◆ Estratto ◆
Una disregolazione emotiva è in relazione ad un'alterazione del proprio rapporto con il cibo. Alla base vi possono essere varie motivazioni: una crisi, un trauma, una separazione, un disagio pregresso o la sensazione di perdita di controllo dovuta a un cambiamento (Marrocco, 2 dicembre 2023). Anche la genetica o altre condizioni di salute mentale come l'ansia e la depressione possono essere coinvolte nell'esordio dell'anoressia.

E' difficile accorgersi del problema

Per aiutare chi soffre di anoressia nervosa e, in generale, di disturbi alimentari è importante riconoscere i primi sintomi, il cui inizio è silenzioso. 
Non è semplice riconoscere l'esordio di un disturbo alimentare, la nostra cultura normalizza e spesso incentiva moltissimi comportamenti distorti nei confronti di cibo, peso e corpo. 
Generalmente l'anoressia non viene diagnosticata in tempi brevi anche perché le persone affette da questo disturbo alimentare non sanno di soffrirne e quindi potrebbero non cercare aiuto.
È anche comune che le persone affette da anoressia siano riservate e non parlino dei loro pensieri sul cibo o sulla loro immagine corporea, cosa che rende difficile per gli altri accorgersi dei sintomi.
Inoltre, i cambiamenti fisici che accompagnano l'adolescenza e che comportano squilibri di peso, possono mascherarne le prime fasi. Ai sintomi strettamente fisici si associano poi quelli mentali. Il paziente, per lo più donna, ha un'immagine distorta del proprio corpo, si vede in sovrappeso e perciò rifiuta il cibo, fino a non nutrirsi più normalmente.

Quali sono i campanelli d'allarme?

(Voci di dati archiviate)
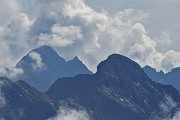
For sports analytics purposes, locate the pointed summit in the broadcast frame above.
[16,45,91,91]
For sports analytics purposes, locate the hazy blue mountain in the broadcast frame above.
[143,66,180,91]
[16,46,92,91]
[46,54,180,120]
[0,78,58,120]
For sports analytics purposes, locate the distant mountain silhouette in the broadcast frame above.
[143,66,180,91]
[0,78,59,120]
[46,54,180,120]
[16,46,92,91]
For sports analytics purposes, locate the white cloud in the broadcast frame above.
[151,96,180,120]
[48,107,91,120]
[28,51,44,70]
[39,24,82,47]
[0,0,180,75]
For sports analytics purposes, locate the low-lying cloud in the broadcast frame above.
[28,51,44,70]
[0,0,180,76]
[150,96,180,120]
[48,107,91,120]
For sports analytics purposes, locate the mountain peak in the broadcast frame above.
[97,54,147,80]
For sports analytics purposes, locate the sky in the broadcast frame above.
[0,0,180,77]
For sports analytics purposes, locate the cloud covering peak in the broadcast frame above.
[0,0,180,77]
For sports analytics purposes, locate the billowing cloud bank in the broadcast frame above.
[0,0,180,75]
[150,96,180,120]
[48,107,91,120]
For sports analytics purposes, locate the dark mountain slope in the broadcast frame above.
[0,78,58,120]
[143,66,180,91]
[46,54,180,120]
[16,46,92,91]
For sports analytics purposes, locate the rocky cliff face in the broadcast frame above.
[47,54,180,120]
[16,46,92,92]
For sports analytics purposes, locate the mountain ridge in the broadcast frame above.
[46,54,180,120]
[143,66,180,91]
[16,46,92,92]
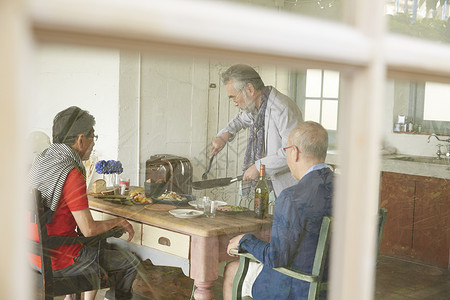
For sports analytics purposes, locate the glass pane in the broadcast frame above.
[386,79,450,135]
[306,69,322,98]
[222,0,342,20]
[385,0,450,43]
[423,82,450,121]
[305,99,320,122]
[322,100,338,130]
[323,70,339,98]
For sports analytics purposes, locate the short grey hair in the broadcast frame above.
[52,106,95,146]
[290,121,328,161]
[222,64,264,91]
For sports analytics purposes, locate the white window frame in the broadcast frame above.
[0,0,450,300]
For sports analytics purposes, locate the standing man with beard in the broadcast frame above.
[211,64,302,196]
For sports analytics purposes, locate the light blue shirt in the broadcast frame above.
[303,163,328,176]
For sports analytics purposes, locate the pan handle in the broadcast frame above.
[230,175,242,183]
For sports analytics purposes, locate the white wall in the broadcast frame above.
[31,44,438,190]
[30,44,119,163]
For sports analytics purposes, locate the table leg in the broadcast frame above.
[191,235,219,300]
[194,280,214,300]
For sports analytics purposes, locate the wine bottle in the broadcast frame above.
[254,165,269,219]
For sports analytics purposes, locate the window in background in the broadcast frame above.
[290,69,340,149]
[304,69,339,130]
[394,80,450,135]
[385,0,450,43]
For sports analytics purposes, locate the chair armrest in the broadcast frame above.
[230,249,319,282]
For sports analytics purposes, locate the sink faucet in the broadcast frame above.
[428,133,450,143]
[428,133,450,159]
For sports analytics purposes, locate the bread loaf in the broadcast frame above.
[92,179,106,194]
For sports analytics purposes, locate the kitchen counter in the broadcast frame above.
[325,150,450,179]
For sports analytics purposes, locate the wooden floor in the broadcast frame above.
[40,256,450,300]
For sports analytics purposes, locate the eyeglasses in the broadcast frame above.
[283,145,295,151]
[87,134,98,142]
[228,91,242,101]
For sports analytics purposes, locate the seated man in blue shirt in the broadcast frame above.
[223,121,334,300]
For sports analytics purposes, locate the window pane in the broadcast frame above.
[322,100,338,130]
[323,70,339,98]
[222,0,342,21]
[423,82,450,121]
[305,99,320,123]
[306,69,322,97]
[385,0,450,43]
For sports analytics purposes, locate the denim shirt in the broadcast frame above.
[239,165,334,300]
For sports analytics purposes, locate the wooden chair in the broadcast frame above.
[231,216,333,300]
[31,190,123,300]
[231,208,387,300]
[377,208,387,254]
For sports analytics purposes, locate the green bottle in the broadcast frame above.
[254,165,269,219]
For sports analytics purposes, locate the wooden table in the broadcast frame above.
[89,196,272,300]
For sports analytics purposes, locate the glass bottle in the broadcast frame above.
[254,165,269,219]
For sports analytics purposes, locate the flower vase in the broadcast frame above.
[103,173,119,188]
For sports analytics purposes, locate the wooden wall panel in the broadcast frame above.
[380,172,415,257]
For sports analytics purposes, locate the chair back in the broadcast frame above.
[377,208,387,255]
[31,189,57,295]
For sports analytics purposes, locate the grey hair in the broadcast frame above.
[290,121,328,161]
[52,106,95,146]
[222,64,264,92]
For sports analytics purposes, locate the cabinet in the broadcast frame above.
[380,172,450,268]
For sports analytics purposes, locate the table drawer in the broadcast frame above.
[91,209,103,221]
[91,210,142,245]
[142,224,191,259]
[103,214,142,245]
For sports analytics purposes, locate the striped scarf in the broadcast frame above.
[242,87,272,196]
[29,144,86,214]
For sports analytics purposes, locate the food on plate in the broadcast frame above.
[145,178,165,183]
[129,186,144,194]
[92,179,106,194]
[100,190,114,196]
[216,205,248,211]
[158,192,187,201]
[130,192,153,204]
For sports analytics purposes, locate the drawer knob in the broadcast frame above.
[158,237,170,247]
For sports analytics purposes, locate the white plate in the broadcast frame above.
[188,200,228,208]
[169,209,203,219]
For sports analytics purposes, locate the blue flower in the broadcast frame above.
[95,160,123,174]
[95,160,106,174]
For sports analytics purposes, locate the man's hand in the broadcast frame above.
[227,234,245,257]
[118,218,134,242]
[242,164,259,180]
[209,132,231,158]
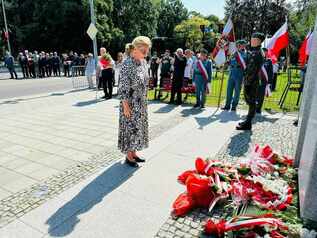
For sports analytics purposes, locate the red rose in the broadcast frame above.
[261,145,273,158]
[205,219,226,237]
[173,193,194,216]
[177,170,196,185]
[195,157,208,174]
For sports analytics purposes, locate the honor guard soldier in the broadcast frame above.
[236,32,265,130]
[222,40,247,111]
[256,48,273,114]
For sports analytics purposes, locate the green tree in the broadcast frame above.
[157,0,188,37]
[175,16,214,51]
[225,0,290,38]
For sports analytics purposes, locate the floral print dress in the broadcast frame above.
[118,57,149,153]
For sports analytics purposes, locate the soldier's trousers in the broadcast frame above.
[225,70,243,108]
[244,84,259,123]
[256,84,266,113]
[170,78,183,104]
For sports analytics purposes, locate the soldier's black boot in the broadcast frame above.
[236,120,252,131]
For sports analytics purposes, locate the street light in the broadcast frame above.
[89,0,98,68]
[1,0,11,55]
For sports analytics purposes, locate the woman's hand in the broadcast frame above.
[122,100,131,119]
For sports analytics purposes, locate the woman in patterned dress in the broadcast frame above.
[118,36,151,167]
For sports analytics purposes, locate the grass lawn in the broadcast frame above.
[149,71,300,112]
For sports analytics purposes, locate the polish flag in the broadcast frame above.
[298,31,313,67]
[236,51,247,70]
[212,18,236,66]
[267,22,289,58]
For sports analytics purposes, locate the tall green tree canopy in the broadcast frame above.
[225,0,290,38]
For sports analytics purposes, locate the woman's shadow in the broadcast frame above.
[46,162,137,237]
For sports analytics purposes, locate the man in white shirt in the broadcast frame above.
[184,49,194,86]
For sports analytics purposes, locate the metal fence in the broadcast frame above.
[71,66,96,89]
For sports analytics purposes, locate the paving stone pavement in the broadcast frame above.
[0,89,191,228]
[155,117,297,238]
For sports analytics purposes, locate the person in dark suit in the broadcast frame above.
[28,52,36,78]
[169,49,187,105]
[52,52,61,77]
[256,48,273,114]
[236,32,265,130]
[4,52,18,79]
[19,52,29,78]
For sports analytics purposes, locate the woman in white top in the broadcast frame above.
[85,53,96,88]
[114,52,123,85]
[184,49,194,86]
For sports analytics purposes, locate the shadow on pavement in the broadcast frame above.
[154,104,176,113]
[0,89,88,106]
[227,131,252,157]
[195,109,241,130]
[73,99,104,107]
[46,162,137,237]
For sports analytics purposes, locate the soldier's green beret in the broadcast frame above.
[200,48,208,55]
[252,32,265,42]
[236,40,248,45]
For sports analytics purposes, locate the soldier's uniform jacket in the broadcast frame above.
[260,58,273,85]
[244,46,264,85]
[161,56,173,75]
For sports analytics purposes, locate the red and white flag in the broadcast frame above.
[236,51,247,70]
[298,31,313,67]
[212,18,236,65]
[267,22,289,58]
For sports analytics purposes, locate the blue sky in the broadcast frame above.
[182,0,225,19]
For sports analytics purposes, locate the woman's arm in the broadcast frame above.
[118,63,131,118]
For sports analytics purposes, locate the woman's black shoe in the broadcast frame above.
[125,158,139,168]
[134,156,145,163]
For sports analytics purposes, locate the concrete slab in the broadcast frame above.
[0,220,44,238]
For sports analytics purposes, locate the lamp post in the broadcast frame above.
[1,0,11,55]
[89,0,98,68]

◆ Attività ◆
(1) Secondo il testo sull'anoressia, che cosa può mascherare le prime fasi del disturbo?
(2) Prosegui il testo sull'anoressia a partire dall'ultima riga riportata.

◆ Risposte per attività ◆
(1) I cambiamenti fisici che accompagnano l'adolescenza e che comportano squilibri di peso.

(2)
I genitori potrebbero notare (Cotticelli, 18 gennaio 2022;  Il Sole 24 ore, 10 ottobre 2023):

  • cambiamento delle abitudini alimentari: riduzione degli spuntini, saltare completamente i pasti o ridurre le quantità trovando scuse come: “non ho fame”, “ho già mangiato abbastanza”;
  • aumento dell'esercizio fisico, per via dell'ossessione di compensare quanto introdotto con il cibo. In particolare, per chi soffre di DCA, l'allenamento è legato a un profondo senso di colpa e di vergogna per se stesso, come se non allenandosi si facesse qualcosa di sbagliato o si venisse meno a un dovere;
  • cambiamenti della performance scolastica;
  • l'umore peggiora e e la persona diviene irritabile. Si noterà il figlio o la figlia pensieroso, più introverso e meno disponibile alla socialità con i coetanei e i familiari (anche a causa dell'impossibilità di controllare il cibo quando si esce dalla propria routine quotidiana dei pasti);
  • frequente utilizzo del bagno dopo il pasto (si mettono in atto dei meccanismi di compensazione dopo il pasto, quali vomito autoindotto, uso inappropriato di lassativi o di diuretici).


Agire subito

Poiché le probabilità di guarigione completa sono maggiori in caso di trattamento tempestivo, è importante cercare aiuto non appena si notano i sintomi.
Quello che non si deve assolutamente fare è pensare che sia una fase transitoria che passerà senza problemi. L'attesa di qualche mese perché si spera che il problema passi da sé è tempo perso preziosissimo che può far cambiare la prognosi. Non bisogna mai pensare che sia un capriccio che passerà in modo transitorio.

Bisogna agire subito rivolgendosi prima al medico di base o al pediatra (a seconda dell'età del figlio) oppure ad uno specialista per un inquadramento diagnostico e successivamente seguendo il  processo di cura indicato dai professionisti. Per fare questo occorre la collaborazione con il giovane paziente che però farà resistenza. La possibile cura, infatti, va nella direzione opposta rispetto ai suoi obiettivi ed ostacola il controllo che tenta di esercitare sul proprio corpo e sulla propria emotività.
Per questo motivo, provare ad intercettare quei, seppur minimi, campanelli di allarme può essere fondamentale per un intervento precoce e per una remissione completa dalla malattia. E può fare la differenza.